-------- Information provided
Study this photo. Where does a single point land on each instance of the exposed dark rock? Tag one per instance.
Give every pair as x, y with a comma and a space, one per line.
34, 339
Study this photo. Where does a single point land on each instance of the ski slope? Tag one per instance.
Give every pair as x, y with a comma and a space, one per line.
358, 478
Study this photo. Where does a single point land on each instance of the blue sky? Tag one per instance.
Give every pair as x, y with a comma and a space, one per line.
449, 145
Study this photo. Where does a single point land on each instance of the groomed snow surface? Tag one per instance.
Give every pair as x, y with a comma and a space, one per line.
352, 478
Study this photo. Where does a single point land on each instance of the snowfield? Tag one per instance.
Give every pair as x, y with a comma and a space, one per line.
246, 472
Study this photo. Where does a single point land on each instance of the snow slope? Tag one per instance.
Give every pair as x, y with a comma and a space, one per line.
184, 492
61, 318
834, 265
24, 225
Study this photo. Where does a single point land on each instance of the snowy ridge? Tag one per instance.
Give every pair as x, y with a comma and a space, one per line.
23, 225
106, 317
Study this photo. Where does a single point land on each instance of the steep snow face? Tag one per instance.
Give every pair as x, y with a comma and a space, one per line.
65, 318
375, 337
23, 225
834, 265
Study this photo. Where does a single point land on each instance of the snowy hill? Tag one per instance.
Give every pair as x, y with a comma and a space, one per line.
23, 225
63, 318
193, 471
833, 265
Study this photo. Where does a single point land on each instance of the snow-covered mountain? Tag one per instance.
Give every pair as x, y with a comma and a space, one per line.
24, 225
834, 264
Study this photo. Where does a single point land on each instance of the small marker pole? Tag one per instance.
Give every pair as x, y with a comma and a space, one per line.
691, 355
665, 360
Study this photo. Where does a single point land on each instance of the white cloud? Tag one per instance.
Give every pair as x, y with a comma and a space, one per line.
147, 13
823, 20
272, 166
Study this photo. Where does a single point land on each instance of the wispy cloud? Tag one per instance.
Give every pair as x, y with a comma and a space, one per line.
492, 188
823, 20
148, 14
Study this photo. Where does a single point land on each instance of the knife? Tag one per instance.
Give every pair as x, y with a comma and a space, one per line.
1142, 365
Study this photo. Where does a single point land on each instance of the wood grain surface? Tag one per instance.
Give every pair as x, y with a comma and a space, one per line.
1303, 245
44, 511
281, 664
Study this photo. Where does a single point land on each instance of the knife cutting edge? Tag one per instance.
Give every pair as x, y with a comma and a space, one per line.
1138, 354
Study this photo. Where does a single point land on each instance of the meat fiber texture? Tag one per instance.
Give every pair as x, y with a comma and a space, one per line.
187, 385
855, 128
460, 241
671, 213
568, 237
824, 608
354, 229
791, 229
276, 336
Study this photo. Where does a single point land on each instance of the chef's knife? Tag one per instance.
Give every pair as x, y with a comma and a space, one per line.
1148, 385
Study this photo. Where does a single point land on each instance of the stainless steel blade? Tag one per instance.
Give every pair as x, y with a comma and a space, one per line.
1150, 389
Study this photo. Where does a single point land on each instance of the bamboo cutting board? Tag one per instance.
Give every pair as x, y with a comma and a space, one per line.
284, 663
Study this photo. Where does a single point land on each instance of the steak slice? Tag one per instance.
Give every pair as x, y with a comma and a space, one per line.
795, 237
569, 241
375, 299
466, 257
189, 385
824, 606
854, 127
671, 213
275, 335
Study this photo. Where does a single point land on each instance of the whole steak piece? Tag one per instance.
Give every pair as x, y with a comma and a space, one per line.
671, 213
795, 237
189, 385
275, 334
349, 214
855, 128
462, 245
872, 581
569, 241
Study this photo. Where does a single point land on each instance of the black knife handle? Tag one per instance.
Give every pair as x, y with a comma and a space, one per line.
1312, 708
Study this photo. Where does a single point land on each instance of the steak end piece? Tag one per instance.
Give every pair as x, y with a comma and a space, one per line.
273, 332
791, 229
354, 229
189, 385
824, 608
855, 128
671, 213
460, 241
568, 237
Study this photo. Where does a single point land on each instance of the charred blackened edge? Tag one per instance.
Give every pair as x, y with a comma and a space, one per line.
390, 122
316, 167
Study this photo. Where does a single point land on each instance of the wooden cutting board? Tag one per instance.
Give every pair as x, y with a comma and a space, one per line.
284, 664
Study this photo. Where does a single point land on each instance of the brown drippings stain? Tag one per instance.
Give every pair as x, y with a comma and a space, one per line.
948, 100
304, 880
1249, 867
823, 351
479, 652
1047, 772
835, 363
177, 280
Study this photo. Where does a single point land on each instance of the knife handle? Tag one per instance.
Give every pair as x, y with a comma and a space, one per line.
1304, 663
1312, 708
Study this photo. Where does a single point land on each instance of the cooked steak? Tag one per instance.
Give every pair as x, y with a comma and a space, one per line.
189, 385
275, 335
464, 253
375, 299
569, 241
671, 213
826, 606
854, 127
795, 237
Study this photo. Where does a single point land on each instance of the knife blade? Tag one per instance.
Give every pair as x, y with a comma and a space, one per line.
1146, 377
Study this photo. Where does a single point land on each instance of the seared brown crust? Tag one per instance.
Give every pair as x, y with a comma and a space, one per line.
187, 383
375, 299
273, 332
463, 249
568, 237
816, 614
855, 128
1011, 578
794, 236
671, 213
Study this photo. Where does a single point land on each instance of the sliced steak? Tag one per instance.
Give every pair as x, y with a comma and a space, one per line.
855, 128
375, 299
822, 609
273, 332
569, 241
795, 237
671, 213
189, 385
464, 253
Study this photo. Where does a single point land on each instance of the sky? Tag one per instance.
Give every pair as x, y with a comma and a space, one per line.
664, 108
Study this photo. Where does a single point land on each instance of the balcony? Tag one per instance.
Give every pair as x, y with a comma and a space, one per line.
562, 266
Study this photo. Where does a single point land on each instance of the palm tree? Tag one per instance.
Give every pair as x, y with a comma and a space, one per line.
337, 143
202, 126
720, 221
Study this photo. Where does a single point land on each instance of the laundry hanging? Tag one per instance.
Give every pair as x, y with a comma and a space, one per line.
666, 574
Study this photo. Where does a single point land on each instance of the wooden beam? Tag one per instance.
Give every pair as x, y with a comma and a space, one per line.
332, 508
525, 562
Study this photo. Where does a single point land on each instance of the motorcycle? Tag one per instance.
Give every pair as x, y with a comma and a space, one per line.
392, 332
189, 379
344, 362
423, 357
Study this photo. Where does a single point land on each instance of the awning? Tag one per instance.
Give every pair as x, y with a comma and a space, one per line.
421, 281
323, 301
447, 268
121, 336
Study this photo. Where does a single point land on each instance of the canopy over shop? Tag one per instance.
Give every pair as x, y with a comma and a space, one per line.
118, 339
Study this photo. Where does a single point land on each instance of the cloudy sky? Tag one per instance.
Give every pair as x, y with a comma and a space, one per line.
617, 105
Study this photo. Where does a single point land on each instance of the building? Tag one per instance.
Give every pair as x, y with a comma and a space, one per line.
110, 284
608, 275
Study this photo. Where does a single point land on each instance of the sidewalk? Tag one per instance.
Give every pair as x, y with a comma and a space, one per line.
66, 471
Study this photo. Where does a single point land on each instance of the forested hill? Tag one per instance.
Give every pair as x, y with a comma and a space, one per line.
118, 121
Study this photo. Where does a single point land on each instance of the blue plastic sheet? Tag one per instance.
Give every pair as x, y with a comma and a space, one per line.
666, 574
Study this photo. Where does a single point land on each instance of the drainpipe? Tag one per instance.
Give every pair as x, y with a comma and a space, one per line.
----------------
Copy the material above back out, exactly as written.

Written solution
Study this photo. Where does a single point land on each instance of the exposed dark rock? Tag one per instance.
Give every pair as x, y with a comma and a space, one per line.
34, 339
Study this photo. Where does a single point land on each instance of the ski slope? Tag one per instance.
Give every pair as x, y with a comma and a space, one per line.
358, 478
Study this photo. Where does a single point land on each instance of the blue sky? Tag one per instance.
Give every pair as x, y with a comma and a space, one per line.
449, 145
Study this photo. Where does a single point land on each instance of the groomed snow surface? Tag one per instance.
Give every pair as x, y with a comma and a space, one per line.
352, 478
Study this photo. Where does a single point land on each instance of the snowfield? Tag one per instance.
Give every pair as x, y with a comma and a space, one per line.
246, 472
Study this photo. Where does a single point land on each instance of the snow slope? Tag one per instance.
Give every pair as x, y with a comma and a space, one per line.
184, 492
61, 318
834, 265
24, 225
Study this photo. Where does a single point land on each instance of the snowy ridge? Tag one per instance.
Give every pair as x, y with a comma and a space, one per line.
23, 225
106, 317
Study this photo. Where does a single point land on each instance of the steep snow face? Tag one per instance.
Give every pair as x, y with a comma and a space, one per line.
65, 318
375, 337
23, 225
834, 265
Study this photo. Where does a single point land on each instance of the snowy hill? Tag one per instance.
Give every pair as x, y with a comma and a space, one per line.
23, 225
63, 318
193, 471
833, 265
Study this photo. Where does a single point land on each instance of the snow-covered mountain? Tag one per instance.
Give every pair as x, y with a comma and a space, one per line.
24, 225
834, 264
Study this photo. Where does a single point land on each instance of the small marker pole? Tag one per instance.
Give every pair as x, y with a comma and a space, one per line.
691, 355
665, 360
Study this photo. Where does a single point land on each instance of the white cloud? Tag one per instance.
Give every pair as x, y with a comma and a space, one per line.
147, 13
823, 20
272, 166
Study this photo. Where does a single point land on each instance of the wispy cloud? Tag one per instance.
Give every pair as x, y with a comma and a space, one per line.
492, 188
823, 20
148, 14
Study this photo. Where does a single point land on each instance of the knife? Tag one per instance.
Give every pair as x, y with a comma and a space, one per line.
1142, 365
Study this photo. Where does a single point land on each instance of the wood grain surface? Tag one per instance.
Give every pair as x, y with a comma and a space, one per line.
1303, 245
44, 511
281, 664
Study this photo. Where does a single point land on each instance of the knife cutting edge? Tag one per instance.
Give every pair as x, y with a comma and a space, one per line.
1138, 354
Study this photo. Where does a single point land on each instance of the meat fiber texture? Tag one per instance.
Give every pair as x, y with a comma and a space, one per line.
187, 385
855, 128
460, 241
671, 213
568, 237
824, 608
354, 229
791, 229
276, 336
Study this photo. Where does a single point land on each instance of the chef's knife? Tag one per instance.
Give every pair as x, y with a comma and a space, one per line.
1148, 385
Study this photo. Where does a single point land on each instance of the stainless steel blade? Tag one per instance.
Give every pair as x, y with a comma and a space, one per line.
1150, 389
Study this photo. Where does a single point land on each instance of the bamboo cutting board? Tag one per instance.
Give every pair as x, y with a comma and a space, one per line.
284, 663
Study this photo. Where does a single point land on each instance of the steak slice? Tag one per instance.
Give every pair as x, y with a comma and a space, one per line.
795, 237
569, 241
375, 299
466, 257
189, 385
824, 606
854, 127
671, 213
275, 335
Study this photo. Where does a single point land on each instance of the whole steak piece? Tag one per instance.
Give every pair as x, y with a comma and a space, one per line.
671, 213
795, 237
189, 385
275, 334
349, 214
855, 128
462, 245
872, 581
569, 241
Study this photo. Where does a single point land on each instance of the black knife handle? Tag one per instance.
Give every pair as x, y with a comma and a space, one per line.
1312, 708
Study this photo. Where does a single point land on each instance of the steak end piece? Tag one per instance.
Give every pair as x, y with a comma and a space, one per line.
273, 332
791, 229
354, 229
189, 385
824, 608
855, 128
671, 213
460, 241
568, 237
Study this photo. Where does a single point land on each instance of the charred blackened edge? Tag one per instance.
Give every pair as x, y with a comma and a space, one per line.
390, 122
316, 167
Study this photo. Where does a single point land on each instance of the wooden cutting board? Tag one per instance.
Give every pair as x, y with a comma and a space, one per line.
284, 664
Study this photo. Where does a single point land on each instance of the brown drippings stain? Tag one per instance.
Give every pair as x, y with a comma and a space, one per line.
948, 100
304, 880
1249, 867
823, 351
479, 652
1047, 772
835, 363
177, 280
Study this photo. Where does a single point land on each instance of the knife handle? Tag one per instance.
Give every pair as x, y with a comma and a space, one per line.
1304, 663
1312, 708
Study this photo. Where does a single point land on each instance of the cooked steak? Tag one per instance.
Give every pair as x, y with a comma and a space, one per line.
189, 385
275, 335
464, 253
375, 299
569, 241
671, 213
826, 606
854, 127
795, 237
Study this photo. Where does a single point land on each instance of the knife blade? Tag one per instance.
Give every pair as x, y with a comma and a space, one per line.
1146, 377
Study this photo. Where does a single point land on each instance of the seared brown crust? Tag one per instance.
Give every pair as x, y with a comma and a space, one per line.
187, 383
375, 299
273, 332
463, 249
568, 237
816, 614
855, 128
1011, 578
794, 236
671, 213
Study this photo. Where does a single point land on each instance of the sliced steak? Tag one per instance.
Give every pair as x, y with a comma and a space, one per line.
855, 128
375, 299
822, 609
273, 332
569, 241
795, 237
671, 213
189, 385
464, 253
Study this photo. Where does a single point land on each instance of the sky? Tag one per instance.
Give every pair as x, y with a comma and a space, one per line.
664, 108
Study this photo. Where does a single point land on each instance of the balcony? Tag one per instance.
Give every pair as x, y with a comma and a space, one per line.
562, 266
Study this photo. Where does a single point land on each instance of the palm tree? Tag one per instance.
Give every pair as x, y with a comma and a space, one per line.
337, 143
202, 126
720, 221
Study this photo. Where does a single point land on each instance of the laundry hanging? Tag one per instance.
Give every pair as x, y with a comma and a space, one per line.
666, 574
Study this photo. Where does a single point land on each instance of the wooden beam? Tag one per instance.
Give every pair as x, y with a comma and a space, one per line.
332, 508
525, 562
Study this photo. Where does a single point land on each instance of the motorcycle? Tag one per instance.
Give every pair as x, y with a comma and a space, one per line.
392, 332
189, 379
344, 362
423, 357
Study this photo. Where does a single point land on each instance of the awning? Tag one per instance.
Give every pair as x, y with a comma and a space, one per line.
421, 281
323, 301
447, 268
121, 336
Study this photo. Where does a single point land on each instance of the canopy over shop? Tag one per instance.
Give every pair as x, y with a comma and a space, one per line.
118, 339
Study this photo. Where does a single point land on each instance of the cloudy sky? Tag one per instance.
Give every pair as x, y with a comma and a space, one per line.
617, 105
Study this photo. Where does a single point land on each instance of the building? Tag one per instance.
Give every pair as x, y with a comma and a space, one per line.
110, 284
608, 275
Study this photo. Where does a single point land on each instance of the sidewalk? Tag one per instance.
Give every pair as x, y with a comma and a space, one per line.
66, 471
Study this photo. Where does a single point land on each instance of the forested hill? Tag one per instance.
Give every pair as x, y with a comma and a space, one per line.
118, 121
Study this photo. Where does a single point land on each instance of the blue plastic sheet? Tag one per instance.
Give every pair as x, y with a comma and a space, one per line.
666, 574
Study this photo. Where does a single point land on each instance of the drainpipe? Tag one per instance.
Give every pair as x, y with a comma and a space, one per line.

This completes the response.